**Задания**.
**A.** Как, по словам автора фрагмента о Пушкине и Толстом, он меняет запись стихов при цитировании «Сцены из Фауста»?
**B.** Кратко перескажите абзац фрагмента о Пушкине и Толстом, который начинается словами «Я цитирую «Сцену из Фауста»», сохранив его основные факты.
**C.** Напишите продолжение фрагмента о Пушкине и Толстом, начиная сразу после его последнего предложения.

**Фрагмент текста**.
::::::::::

Для примера рассмотрим идиоматическую конструкцию, повторяющуюся в великих произведениях русской литературы. Акт любви в них описывается как разрезание женского тела. Начну с Пушкина:

Ты думал: агнец мой послушный! Как жадно я тебя желал! ‹…› Что ж грудь моя теперь полна тоской и скукой ненавистной?.. На жертву прихоти моей гляжу, упившись наслажденьем, с неодолимым отвращеньем: так безрасчетный дуралей, вотще решась на злое дело, зарезав нищего в лесу, бранит ободранное тело.

Я цитирую «Сцену из Фауста» точно, только ставлю стихи в строку; так, мне кажется, они воспринимаются с меньшей инерцией. Теперь прочтем сцену из «Анны Карениной», где автор пересказывает чувства Вронского после интимного свидания с любимой:

Он же чувствовал то, что должен чувствовать убийца, когда видит тело, лишенное им жизни. ‹…› Было что-то ужасное и отвратительное в воспоминаниях о том, за что было заплачено этою страшною ценой стыда. ‹…› Но, несмотря на весь ужас убийцы перед телом убитого, надо резать на куски, прятать это тело, надо пользоваться тем, что убийца приобрел убийством.

Мы имеем дело с интертекстуальной цитатой[939]. В следующем абзаце Толстой даже перенимает ритм пушкинского стиха: «И с озлоблением, как будто со страстью, бросается убийца на это тело, и тащит, и режет его; так и он покрывал поцелуями ее лицо и плечи».

::::::::::

**Исходные данные**.
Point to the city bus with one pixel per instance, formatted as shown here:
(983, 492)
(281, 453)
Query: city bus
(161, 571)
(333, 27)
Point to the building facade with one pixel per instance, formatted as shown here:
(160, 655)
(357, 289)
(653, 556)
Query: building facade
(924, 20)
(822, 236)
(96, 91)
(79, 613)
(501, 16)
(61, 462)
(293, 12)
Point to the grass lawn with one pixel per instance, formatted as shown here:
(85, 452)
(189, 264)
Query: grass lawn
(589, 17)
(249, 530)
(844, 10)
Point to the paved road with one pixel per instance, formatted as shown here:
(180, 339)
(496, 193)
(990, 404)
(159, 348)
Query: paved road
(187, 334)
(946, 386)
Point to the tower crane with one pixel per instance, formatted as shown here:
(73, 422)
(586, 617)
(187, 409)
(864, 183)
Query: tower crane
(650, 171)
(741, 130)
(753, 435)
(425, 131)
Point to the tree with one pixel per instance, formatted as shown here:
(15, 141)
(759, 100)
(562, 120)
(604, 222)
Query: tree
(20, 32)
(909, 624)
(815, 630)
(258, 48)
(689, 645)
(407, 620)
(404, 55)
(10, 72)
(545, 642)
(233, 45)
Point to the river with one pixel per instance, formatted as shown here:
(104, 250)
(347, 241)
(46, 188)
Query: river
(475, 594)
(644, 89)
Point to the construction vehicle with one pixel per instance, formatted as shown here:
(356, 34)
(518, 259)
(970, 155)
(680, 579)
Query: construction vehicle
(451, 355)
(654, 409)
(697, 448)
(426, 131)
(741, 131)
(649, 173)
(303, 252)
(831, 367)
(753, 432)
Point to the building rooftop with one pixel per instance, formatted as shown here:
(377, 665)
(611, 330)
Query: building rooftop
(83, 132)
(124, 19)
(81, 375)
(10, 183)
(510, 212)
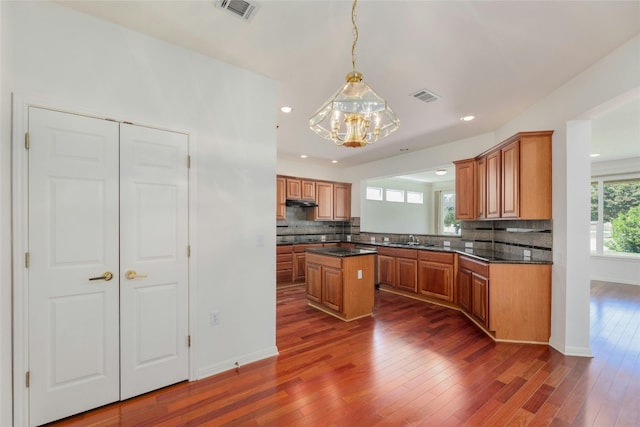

::::::::::

**Ответы**.
**A.** Он ставит стихи в строку.

**B.** Автор точно цитирует «Сцену из Фауста», но ставит стихи в строку, чтобы они воспринимались с меньшей инерцией. Затем он предлагает прочесть сцену из «Анны Карениной», где пересказаны чувства Вронского после интимного свидания с любимой.

**C.**
В «Идиоте» Достоевского та же метафора осуществляется в жизни, и рассказано об этом не как о фантазии, но как о реальности. Оставшись наедине с Настасьей Филипповной, Рогожин предпочитает нож всем остальным способам общения. Рогожин безумен и косноязычен, он не объясняет своего поступка, но Мышкин его как-то понимает. Понимали и некоторые читатели. Вячеслав Иванов, например, писал:

Рогожин, вот тот понимал женщин и знал, что Настасью Филипповну можно только зарезать ‹…›. Об этом можно только, как авгуры, друг с другом пересмеиваться, или, как посвященные, только мигнуть[940].

В этом случае мы имеем возможность придать событию исторически понятный смысл. В тексте «Идиота» немало указаний на связь Рогожина со скопцами. Они арендовали его дом и вели его семейные дела в течение трех поколений. Отец Рогожина на своем портрете похож на скопца и к тому же, как сказано, «скопцов тоже уважал очень». Когда Достоевский в Швейцарии писал последние сцены «Идиота», в провинциальном Моршанске начался очередной скопческий процесс. Были арестованы 6 девственных женщин в возрасте от 19 до 70, у которых были обнаружены результаты хирургических операций на груди и гениталиях, и купец Максим Плотицын, в доме которого все они жили; он не был оскоплен[941].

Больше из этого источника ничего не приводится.